Problems to work on:
- a) Answer these from the passage on Adorno, Marx and Fordism, one line each:
(i) According to Adorno as quoted, what does the mimetic in art want to do?
(ii) In which volume of Capital does Marx discuss value creation?
(iii) By what factor did the moving assembly line raise Ford's productivity?
- b) Extend the essay on Adorno, Marx and Fordism past its final paragraph.

Excerpted passage:
-.-.-
Shannon Goff, ceramic sculptures at Susanne Hilberry Gallery, installation view. |
In another apparent twist of logic, Adorno asserts that although art is completely embedded within the sociohistorical, the way in which that is disclosed is not so simple (alas, with Adorno nothing ever is) as to be conveyed denotatively, that is, in the form of illustration. Instead, Adorno asserts, the mimetic in art "wants to make facts eloquent by letting them speak for themselves." This is the dialectic of form and content, or as Adorno has it, "semblance" and "expression."
The flimsy cardboard structure of Miles to Empty reflects the ephemeral nature of technology in the creation of value under capitalism. As Marx writes in Volume I of Capital, value creation is connected to the amount of human labor involved in production. What he terms "absolute" surplus value is a result of labor directly applied to the transformation of matter into use. "Relative" surplus value is derived from technological innovation that multiplies labor power exponentially. Craft production is primarily absolute whereas mechanical production (and more importantly, reproduction) is in essence relative.
The moving assembly line pioneered under auto baron, and owner of the Lincoln Motor Company, Henry Ford is a prime example of relative surplus value. The technological innovation of bringing work to the worker via a system of conveyors enabled Ford to increase productivity by a factor of ten. As a result, he could cut car prices in half and at the same time double the wages of his workers, and still become one of the richest men in world history. The unprecedented largesse of the production process bearing his name, Fordism, also laid the foundation for the social and political system that drove mass consumption and the welfare state for most of the twentieth century, allowing, among other things, Detroit workers to enjoy a standard of living that was the envy of the world.
-.-.-
Provided data:

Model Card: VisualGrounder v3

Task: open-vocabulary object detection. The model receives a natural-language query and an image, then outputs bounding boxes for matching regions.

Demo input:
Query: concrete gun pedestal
-.-.-
Expected results:
- a)
(i) To make facts eloquent by letting them speak for themselves.
(ii) Volume I.
(iii) By a factor of ten.

- b)
One of those workers was Goff's grandfather, a Sicilian immigrant who in 1979 purchased the Lincoln Continental Mark V upon which Miles to Empty is based as a reward for a lifetime of work under the Fordist regime. Ironically, at the very moment Goff's grandfather was enjoying the fruits of his labor from that regime, it was collapsing, taking the city of Detroit and its residents, down along with it. As Marx further notes with respect to the value of labor, relative surplus value provides only temporary productivity gains until competitors catch up. Capitalism must then revert to absolute surplus value in order to continue the ever-more accumulation of capital. In the 1970s in response to diminishing returns and the pressures of foreign competition, the Detroit auto industry reclaimed absolute surplus value in part by outsourcing production to the lower-cost labor pools of the southern United States and the maquiladoras of Mexico. The bone-white cardboard hulk of Miles to Empty is a manifestation of all that was once solid which has now melted into air with the failure of the Fordist utopia; it is a specter, a ghost of what was, haunting the social imaginary of the erstwhile Motor City.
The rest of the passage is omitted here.